Find the word "wheel" in the data. Return every line where it appears.

◆ **Material provided**:
+++
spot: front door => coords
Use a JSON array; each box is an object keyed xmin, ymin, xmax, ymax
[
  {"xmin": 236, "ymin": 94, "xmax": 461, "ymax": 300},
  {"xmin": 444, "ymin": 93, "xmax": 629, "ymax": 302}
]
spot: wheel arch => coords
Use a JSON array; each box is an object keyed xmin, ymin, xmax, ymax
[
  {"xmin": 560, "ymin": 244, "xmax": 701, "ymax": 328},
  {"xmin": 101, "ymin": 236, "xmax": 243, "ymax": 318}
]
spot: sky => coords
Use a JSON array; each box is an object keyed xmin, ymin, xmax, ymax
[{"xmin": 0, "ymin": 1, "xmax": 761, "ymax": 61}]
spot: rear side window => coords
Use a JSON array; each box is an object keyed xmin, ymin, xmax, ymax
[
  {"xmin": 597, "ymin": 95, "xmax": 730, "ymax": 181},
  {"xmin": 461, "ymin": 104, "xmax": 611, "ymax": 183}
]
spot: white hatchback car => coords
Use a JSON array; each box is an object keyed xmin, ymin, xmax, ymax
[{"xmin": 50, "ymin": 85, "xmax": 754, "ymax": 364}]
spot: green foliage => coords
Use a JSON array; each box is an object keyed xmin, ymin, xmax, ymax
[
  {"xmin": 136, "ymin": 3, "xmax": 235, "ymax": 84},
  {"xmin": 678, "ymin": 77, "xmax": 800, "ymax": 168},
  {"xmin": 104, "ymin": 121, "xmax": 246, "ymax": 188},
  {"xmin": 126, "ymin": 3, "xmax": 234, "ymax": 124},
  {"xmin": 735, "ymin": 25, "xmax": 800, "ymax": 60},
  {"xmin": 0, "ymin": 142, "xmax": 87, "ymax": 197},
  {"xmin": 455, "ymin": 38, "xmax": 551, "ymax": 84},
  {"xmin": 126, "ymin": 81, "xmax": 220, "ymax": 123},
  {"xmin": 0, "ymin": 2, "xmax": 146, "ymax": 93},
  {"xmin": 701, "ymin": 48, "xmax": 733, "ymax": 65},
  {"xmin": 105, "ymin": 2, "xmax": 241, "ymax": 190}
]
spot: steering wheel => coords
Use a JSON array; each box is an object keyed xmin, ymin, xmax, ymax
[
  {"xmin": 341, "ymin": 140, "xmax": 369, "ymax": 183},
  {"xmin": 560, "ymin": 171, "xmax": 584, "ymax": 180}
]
+++
◆ **Task output**:
spot: wheel arch => coords
spot: steering wheel => coords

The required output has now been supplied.